Raising the Next Generation
Child-rearing, whether by birth parents or other caregivers, is an exercise in optimism, rooted in the belief that babies will turn into children and children will turn into adults who will contribute to the flourishing of life on Earth. Progressive parents, of course, try to teach their offspring the values of fairness, equity, and peace. These values typically include feminism, racial justice, respect for the environment, and carceral abolition, and are woven into bedtime stories and daily conversations.
Needless to say, striking the right balance can be tricky, necessitating a blend of whimsy and hard facts delivered with kindness, love, and patience. There are neither roadmaps nor formulas for these discussions.
We Grow the World Together: Parenting Toward Abolition, an anthology of twenty-nine essays edited by Maya Schenwar and Kim Wilson, brings an intriguing mix of personal and political essays to activist parents and caregivers, with entries ranging from the theoretical to the intimate.
We Grow the World Together: Parenting Toward Abolition
Edited by Maya Schenwar and Kim Wilson
Haymarket Books, 288 pages
Release date: November 19, 2024
Schenwar’s introduction, “From Prisons to the Playground, Caregiving and Abolition Intertwine,” stresses that the collection is not intended to be a parenting manual. Instead, it is meant to demonstrate how abolition intersects with parenting to “nourish and build new visions of sustainment and interconnected life.”
More concretely, she reminds readers that a healthy imagination undergirds abolitionist work—and gives us a way to envision a non-punitive system of justice that holds people accountable for the harms they’ve caused without placing them in cages, seeking retribution, or separating them from their communities.
It’s a heady, though so far largely unrealized, vision that is inexorably—and surprisingly—tied to bearing and raising children. As Schenwar explains in the book, “The wide open imagination most vividly displayed by young children is key to social transformation . . . . Our realities are oppressive, racist, classist, cisheteropatriarchial, sexist, and ableist, and are quickly destroying the Earth. And so the work of trying something new—of exploration toddler-style, is a skill we must work to re-access.”

[Stored data entries]
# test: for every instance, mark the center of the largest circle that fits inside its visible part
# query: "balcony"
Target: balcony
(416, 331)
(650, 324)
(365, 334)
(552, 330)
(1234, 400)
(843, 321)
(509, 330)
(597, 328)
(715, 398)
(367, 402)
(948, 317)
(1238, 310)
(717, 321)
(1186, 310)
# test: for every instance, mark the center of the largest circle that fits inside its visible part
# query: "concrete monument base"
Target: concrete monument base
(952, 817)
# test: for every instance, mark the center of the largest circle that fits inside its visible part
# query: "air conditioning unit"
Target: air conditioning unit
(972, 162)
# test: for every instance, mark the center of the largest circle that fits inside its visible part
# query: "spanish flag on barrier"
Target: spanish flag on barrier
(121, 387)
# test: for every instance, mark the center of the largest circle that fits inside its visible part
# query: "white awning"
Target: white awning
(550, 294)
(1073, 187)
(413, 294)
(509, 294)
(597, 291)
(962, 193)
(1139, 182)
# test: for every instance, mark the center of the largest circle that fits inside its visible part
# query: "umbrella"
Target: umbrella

◆ WHAT YOU WILL DO: Please continue the piece on parenting toward abolition, starting right after its last paragraph.

◆ EXERCISE RESULT:
This clearly requires us to re-imagine crime, punishment, and justice itself.
We Grow the World Together centers around building a different world. At the same time, the text zeroes in on how incarceration impacts families and communities in the here and now.
A short transcribed essay by six-year-old EJ opens the collection. In her piece, she tells her interviewer that she is eager to learn to write so that she can correspond with her incarcerated dad. It’s heartbreaking.
Mom Erika Ray’s poignant letter to her daughter Jada is similarly powerful. “For the past decade-and-a-half, you and I have together experienced the harms of incarceration, you from outside and me from inside,” she writes. “At times we have struggled to keep funds on the phone for collect calls and have gone years without seeing each other. There have been days that you struggled and needed a hug from me, but that hug was trapped behind a razor-wire fence.”
D’Marria Monday, incarcerated for nearly fifteen years, writes of being separated from her four-month-old son and not seeing him outside of the prison visiting room until he was eight. “I was sent thousands of miles away from my baby while my breasts were still leaking the milk that was his only source of food,” she writes. “I’ve been out of prison for eight years and I still cry as I write about the pain from these memories.”
Even for those on the outside, parenting is often fraught. Dylan Rodriguez, in “Parental Tools for Abolition: Some Dad Shit,” admits that he has exerted “authority and periodic force” over his kids to protect them from danger “as well as their own self-destructive, reactionary, and otherwise misguided behaviors and tendencies.” His essay taps into themes of discipline, consequences, and the need for parents to be present at key junctures in their children’s lives. The revelatory piece never becomes didactic but rather leaves a host of questions about best practices open and unanswered.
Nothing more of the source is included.